#### Problem details
Please convert the records below into a numbered list with one line per item, skipping blank lines and leaving out the pictures.

#### Records
-- begin --

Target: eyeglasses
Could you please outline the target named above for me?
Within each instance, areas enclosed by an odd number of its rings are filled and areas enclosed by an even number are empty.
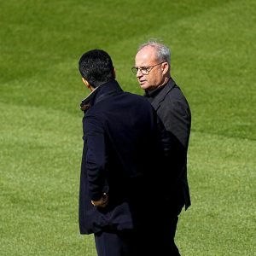
[[[143,75],[147,75],[149,73],[149,72],[156,66],[160,65],[162,63],[164,63],[166,61],[153,65],[153,66],[149,66],[149,67],[131,67],[131,71],[133,73],[137,74],[138,71],[140,71],[140,73]]]

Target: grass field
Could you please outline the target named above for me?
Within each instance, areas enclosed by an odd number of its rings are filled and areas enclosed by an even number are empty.
[[[78,225],[78,60],[107,50],[122,87],[143,94],[131,67],[150,38],[170,46],[192,111],[180,252],[256,255],[253,0],[0,2],[1,255],[96,255]]]

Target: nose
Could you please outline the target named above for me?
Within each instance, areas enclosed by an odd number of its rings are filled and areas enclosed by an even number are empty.
[[[142,77],[143,74],[142,73],[142,72],[141,72],[141,70],[138,68],[137,69],[137,73],[136,73],[136,76],[137,77],[137,78],[139,78],[139,77]]]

-- end --

#### Written answer
1. Target: eyeglasses
2. Could you please outline the target named above for me?
3. Within each instance, areas enclosed by an odd number of its rings are filled and areas enclosed by an even number are empty.
4. [[[143,75],[147,75],[149,73],[149,72],[156,66],[160,65],[162,63],[164,63],[166,61],[153,65],[153,66],[149,66],[149,67],[131,67],[131,71],[133,73],[137,74],[138,71],[140,71],[140,73]]]
5. Target: grass field
6. Could you please outline the target named above for me?
7. Within each instance, areas enclosed by an odd number of its rings are filled and areas enclosed by an even number are empty.
8. [[[78,225],[78,60],[107,50],[122,87],[143,94],[131,67],[150,38],[170,46],[192,111],[180,252],[256,255],[253,0],[0,2],[1,255],[96,255]]]
9. Target: nose
10. Could you please outline the target named above for me?
11. Within each instance, areas enclosed by an odd number of its rings are filled and areas enclosed by an even number are empty.
12. [[[142,77],[143,74],[142,73],[142,72],[141,72],[141,70],[138,68],[137,69],[137,73],[136,73],[136,76],[137,77],[137,78],[139,78],[139,77]]]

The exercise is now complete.